Stated task: Show each line in the data below that contains the word "point", copying every such line in full.

Material shown:
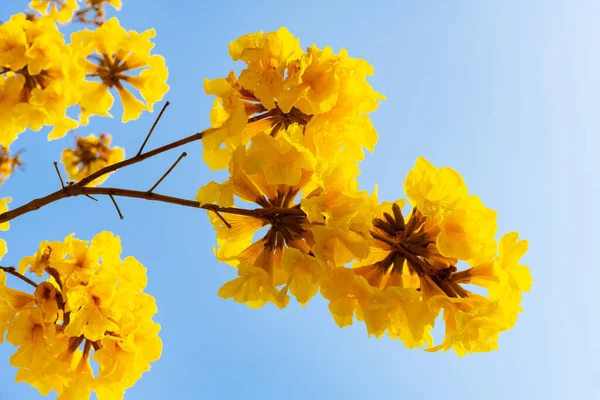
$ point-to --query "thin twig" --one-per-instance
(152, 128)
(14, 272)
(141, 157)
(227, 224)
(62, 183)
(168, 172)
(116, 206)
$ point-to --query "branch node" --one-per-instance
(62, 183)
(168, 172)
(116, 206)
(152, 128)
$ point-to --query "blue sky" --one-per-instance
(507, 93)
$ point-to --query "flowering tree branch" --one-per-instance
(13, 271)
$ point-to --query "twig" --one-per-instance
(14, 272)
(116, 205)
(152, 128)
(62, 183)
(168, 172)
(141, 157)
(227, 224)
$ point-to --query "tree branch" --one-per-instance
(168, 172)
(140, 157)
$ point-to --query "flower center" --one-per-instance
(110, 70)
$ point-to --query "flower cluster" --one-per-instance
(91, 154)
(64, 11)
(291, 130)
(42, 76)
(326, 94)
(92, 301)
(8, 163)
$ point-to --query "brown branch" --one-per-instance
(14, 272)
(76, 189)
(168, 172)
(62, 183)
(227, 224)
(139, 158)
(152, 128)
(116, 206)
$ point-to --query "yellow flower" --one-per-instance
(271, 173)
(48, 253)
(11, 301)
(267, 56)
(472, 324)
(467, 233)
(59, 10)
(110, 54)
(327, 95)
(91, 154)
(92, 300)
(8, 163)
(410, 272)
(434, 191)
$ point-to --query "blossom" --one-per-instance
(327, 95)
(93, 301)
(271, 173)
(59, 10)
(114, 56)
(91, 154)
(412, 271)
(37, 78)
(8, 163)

Expected answer:
$ point-to --query "thin twig" --one-per-instance
$ point-to --query "branch node" --one-per-instance
$ point-to --query "blue sky" --one-per-instance
$ point-to --query "flowering tree branch" --one-per-instance
$ point-to --query "twig" --one-per-instance
$ point-to --query "tree branch" --one-per-instance
$ point-to --query "flower center" --one-per-instance
$ point-to --query "flower cluster" --one-per-instance
$ point-to --query "brown branch" --one-per-instance
$ point-to --query "yellow flower" --one-per-instance
$ point-to --query "blossom" --one-per-instance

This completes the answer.